Text to read:

Abandonment of approved guidelines governing coherence has been a fact of musical life throughout history. Otherwise, we’d be listening to clubs on hollow logs. Beethoven would have done things as Mozart did, Stravinsky as Brahms did.
I wonder if Graham Collier missed a larger point that Terry Teachout was making or suggesting in his Commentary piece, which is that when one is in the midst of any area of human activity, it is impossible to put it in historical perspective. It may be helpful to read Teachout’s line about coherence in its fuller context at the end of his long review. Here are the final few paragraphs.
In recent years, many jazz musicians have looked for the answers to such questions in a famous remark made by the pianist Bill Evans and quoted in A New History:
“Jazz is not a what, it is a how. If it were a what, it would be static, never growing. The how is that the music comes from the moment, it is spontaneous, it exists in the time it is created. And anyone who makes music according to this method conveys to me an element that makes his music jazz.”
Alyn Shipton clearly understands the implications of this remark, and the catholicity with which he describes pre-1970 jazz promises an equally clear understanding of later styles. “In what follows,” he writes in his introduction, “I have attempted to examine what was being described as jazz throughout its history, and I have taken a very broad view of how jazz should now be defined.” But, despite this broad perspective, he does not succeed in integrating postmodern jazz into his narrative.
His failure to do so reinforces my own belief that it is not yet possible to write a coherent historical survey that includes post-1970 stylistic developments. Not only are we too close in time to the jazz of the 70’s, 80’s, and 90’s to write about it with detachment, but it is by no means clear that postmodern jazz is itself sufficiently coherent to be grasped as a unified phenomenon continuous with pre-1970 predecessors.
Still, even if the many kinds of music that we continue to call “jazz” no longer have enough in common to be discussed collectively, most listeners and critics, myself included, stubbornly persist in viewing them as parts of a whole, unified (in Bill Evans’s words) not by their “whatness” but by their “howness.” Perhaps some jazz scholar as yet unborn will be able to explain to our children why we were right to do so.
In any case, whether or not his political characterizations of market forces and of what “passes as jazz today” are accurate, Collier lays out an unavoidable truth facing all creative artists who depart from accepted norms.
The only problem for these individuals – who exist in every part of the world – is getting heard. And finding an audience among the increasingly market-led neo-conservative, re-creative and tribute-led music which passes as jazz today.
I would respectfully disagree with your premise concerning the inability to cohesively discuss the continuing evolution of jazz since the 1970’s. Ken Burns used this same concept, although he somehow had no problem making up a myth about Jazz itself dying after the deaths of Armstrong and Ellington, only to be magically resuscitated by the emergence of Wynton Marsalis.
I believe it’s not a matter of cohesiveness. The music itself exploded into a wealth of diversity during the last 50 years, as has the human condition. It doesn’t hurt to talk about all the ways musicians continue to be inspired by Jazz, or use it as a vehicle to incorporate their own influences into a new expression of it. We can of course argue indefinitely over the merits of all these new expressions, but we cannot ignore them.

Exercises to complete:
1. Decide whether each statement agrees with the text on jazz and coherence: (a) the Bill Evans remark is quoted in A New History; (b) Alyn Shipton succeeds in integrating postmodern jazz into his narrative; (c) one writer says the music exploded into a wealth of diversity during the last 50 years. Answer yes or no for each, quoting the deciding words of the text exactly.
2. Write the next part of the text on jazz and coherence, picking up after its final sentence.
The collected data is not needed for this work.

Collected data
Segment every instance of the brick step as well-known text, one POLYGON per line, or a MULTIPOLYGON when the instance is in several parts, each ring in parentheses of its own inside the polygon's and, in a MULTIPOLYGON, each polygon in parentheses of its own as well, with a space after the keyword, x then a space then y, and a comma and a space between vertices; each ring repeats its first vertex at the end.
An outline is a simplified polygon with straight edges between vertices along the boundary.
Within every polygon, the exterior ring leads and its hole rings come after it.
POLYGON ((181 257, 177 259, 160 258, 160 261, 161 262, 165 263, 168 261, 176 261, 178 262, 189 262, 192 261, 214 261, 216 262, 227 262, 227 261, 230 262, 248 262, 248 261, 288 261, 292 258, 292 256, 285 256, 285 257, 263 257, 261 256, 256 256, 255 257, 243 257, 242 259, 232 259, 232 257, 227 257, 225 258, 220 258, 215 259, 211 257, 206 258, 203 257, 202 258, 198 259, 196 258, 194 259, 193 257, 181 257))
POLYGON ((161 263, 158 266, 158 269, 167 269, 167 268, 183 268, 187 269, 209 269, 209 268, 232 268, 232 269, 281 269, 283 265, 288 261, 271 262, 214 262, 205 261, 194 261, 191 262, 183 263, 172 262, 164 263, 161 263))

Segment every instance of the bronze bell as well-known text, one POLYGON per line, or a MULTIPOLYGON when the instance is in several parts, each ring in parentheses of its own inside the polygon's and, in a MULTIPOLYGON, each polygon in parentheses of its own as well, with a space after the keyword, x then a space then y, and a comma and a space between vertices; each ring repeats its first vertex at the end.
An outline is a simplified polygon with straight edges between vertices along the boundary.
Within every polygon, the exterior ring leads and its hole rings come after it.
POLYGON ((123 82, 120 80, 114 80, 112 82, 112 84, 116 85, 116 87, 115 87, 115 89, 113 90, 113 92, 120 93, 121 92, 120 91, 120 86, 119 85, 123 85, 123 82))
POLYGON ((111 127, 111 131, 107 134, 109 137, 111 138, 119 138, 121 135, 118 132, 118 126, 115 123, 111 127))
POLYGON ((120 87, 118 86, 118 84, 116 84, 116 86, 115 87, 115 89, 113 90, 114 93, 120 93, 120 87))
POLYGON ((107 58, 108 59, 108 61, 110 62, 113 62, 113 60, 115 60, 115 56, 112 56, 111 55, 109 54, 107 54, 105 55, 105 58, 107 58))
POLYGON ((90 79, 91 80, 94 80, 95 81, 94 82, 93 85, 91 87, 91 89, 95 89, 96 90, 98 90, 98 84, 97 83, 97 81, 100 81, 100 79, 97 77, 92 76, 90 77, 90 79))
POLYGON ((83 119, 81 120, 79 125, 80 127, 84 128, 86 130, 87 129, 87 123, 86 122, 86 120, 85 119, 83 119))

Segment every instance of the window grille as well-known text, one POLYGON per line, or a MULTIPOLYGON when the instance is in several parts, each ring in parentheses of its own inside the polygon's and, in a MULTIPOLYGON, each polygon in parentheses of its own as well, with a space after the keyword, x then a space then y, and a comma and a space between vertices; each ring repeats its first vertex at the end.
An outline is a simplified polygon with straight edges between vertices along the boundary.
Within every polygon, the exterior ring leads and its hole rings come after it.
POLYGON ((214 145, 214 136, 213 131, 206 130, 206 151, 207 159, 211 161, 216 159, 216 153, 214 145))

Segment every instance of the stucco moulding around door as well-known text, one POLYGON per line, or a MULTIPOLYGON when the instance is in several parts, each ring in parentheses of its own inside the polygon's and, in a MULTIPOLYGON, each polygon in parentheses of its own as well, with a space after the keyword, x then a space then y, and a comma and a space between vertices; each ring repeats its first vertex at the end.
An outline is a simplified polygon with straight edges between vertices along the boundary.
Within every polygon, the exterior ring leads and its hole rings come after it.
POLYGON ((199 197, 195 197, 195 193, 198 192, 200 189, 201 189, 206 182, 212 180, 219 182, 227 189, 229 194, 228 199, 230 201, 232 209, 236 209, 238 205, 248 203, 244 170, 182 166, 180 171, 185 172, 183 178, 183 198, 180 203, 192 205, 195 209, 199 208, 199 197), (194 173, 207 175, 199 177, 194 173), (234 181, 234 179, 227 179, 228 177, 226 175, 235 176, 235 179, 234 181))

Answers:
1.
(a) Yes: "a famous remark made by the pianist Bill Evans and quoted in A New History"
(b) No: "he does not succeed in integrating postmodern jazz into his narrative."
(c) Yes: "The music itself exploded into a wealth of diversity during the last 50 years"

2.
Burns should have used the last episode of his Jazz documentary to explore many of these new and diverse jazz artists. It could have easily fit into the central theme of all his films, that of the American experience as it pertains to race, by portraying the continuing diversity of the music as representative of the continuins diversity of humanity. It could have therefore been celebrated as an achievement of many people, not just one prodigal son.
I guess ultimately my point is this – the music has changed tremendously over the last 50 years – perhaps our historical perspective should change as well.
I’ll be brief: Ken Burns used the “we’re too close in time to the ’70s, ’80s, ’90s to evaluate…” line as a convenient copout for his failure to deal (in his PBS film “Jazz”) with anything after the mid-60s: My hunch is he shied away because his main storylines — formal structure in jazz, race relations, and American identity – all get really messy once MLK,the Kennedys, Medgar Evans, Malcolm X, Duke Ellington and Louis Armstrong are dead.
The 1970s are too close to evaluate?! That’s like someone in 1945 saying that Armstrong’s Hot Fives are too fresh, or a 1960s critic shying away from an assessment of bebop.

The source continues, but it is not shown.